● The task
Copy out all the records exactly.

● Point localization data
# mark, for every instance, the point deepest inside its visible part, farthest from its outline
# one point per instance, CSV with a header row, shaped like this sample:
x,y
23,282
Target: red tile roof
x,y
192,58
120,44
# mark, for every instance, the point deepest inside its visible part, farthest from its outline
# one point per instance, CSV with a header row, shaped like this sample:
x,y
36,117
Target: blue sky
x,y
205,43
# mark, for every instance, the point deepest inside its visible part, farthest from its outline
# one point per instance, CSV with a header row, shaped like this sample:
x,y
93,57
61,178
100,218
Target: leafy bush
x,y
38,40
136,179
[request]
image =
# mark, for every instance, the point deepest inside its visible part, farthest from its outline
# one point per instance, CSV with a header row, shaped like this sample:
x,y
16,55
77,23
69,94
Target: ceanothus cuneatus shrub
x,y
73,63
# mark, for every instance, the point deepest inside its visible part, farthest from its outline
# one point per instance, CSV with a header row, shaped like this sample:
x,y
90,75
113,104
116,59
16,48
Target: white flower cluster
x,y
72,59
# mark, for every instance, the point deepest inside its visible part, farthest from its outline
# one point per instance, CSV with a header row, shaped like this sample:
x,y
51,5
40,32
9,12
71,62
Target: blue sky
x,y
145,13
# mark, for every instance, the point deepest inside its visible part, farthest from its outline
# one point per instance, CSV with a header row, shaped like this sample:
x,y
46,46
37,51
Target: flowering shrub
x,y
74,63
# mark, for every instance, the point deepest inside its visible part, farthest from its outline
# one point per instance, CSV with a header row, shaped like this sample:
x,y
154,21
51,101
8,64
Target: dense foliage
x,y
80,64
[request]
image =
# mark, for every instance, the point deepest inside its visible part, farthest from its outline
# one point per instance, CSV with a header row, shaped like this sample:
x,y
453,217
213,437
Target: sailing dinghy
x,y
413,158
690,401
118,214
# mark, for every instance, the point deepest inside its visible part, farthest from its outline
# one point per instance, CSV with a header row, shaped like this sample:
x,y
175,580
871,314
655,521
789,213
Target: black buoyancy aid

● Answer box
# mark, for every instance, the point deepest inside its visible part, farthest from its outline
# one point per instance, CSV with a header row, shaped like this sample:
x,y
23,282
Target: red tile roof
x,y
192,58
120,44
# mark, for every instance, the point deepest inside its visible part, farthest from its outline
# one point per instance, CSV with a header row, shaped like this sample:
x,y
36,117
Target: blue sky
x,y
205,43
# mark, for every instance, the point deepest inside its visible part, farthest from its outline
# one point per instance, CSV with a header row, shaped like this sample:
x,y
93,57
61,178
100,218
Target: leafy bush
x,y
38,40
136,179
[request]
image =
# mark, for every instance, the point deepest inside its visible part, farthest from its outline
# one point per instance, CSV with a header row, shaped like this sample:
x,y
16,55
77,23
69,94
Target: ceanothus cuneatus shrub
x,y
73,63
# mark, for every instance, the point deepest inside its visible part, farthest from its outline
# one point per instance, CSV with a header row, shaped like this sample:
x,y
90,75
113,104
116,59
16,48
Target: white flower cluster
x,y
72,59
# mark, for every instance, the point deepest inside its visible part, farthest from its outline
# one point per instance, CSV with a header row, shaped like this sample:
x,y
51,5
40,32
9,12
71,62
Target: blue sky
x,y
145,13
# mark, for every instance, the point deepest inside its visible part, farthest from its outline
# one point per instance, CSV with a header row, shaped like this sample:
x,y
46,46
37,51
Target: flowering shrub
x,y
74,63
# mark, for every instance, the point deepest inside its visible part, farthest from its outline
# one point per instance, CSV with a header row, shaped like this sample:
x,y
154,21
51,101
8,64
Target: dense foliage
x,y
80,64
[request]
image =
# mark, for every instance, the point deepest inside its visible part, farthest from its outline
# one point per instance, CSV with a header row, shaped like this sample:
x,y
453,217
213,437
Target: sailing dinghy
x,y
413,158
690,401
118,214
# mark, for every instance, the point deepest inside its visible part, farthest from its outline
# one point per instance, CSV with a header row, shaped like this sample:
x,y
175,580
871,314
655,521
789,213
Target: black buoyancy aid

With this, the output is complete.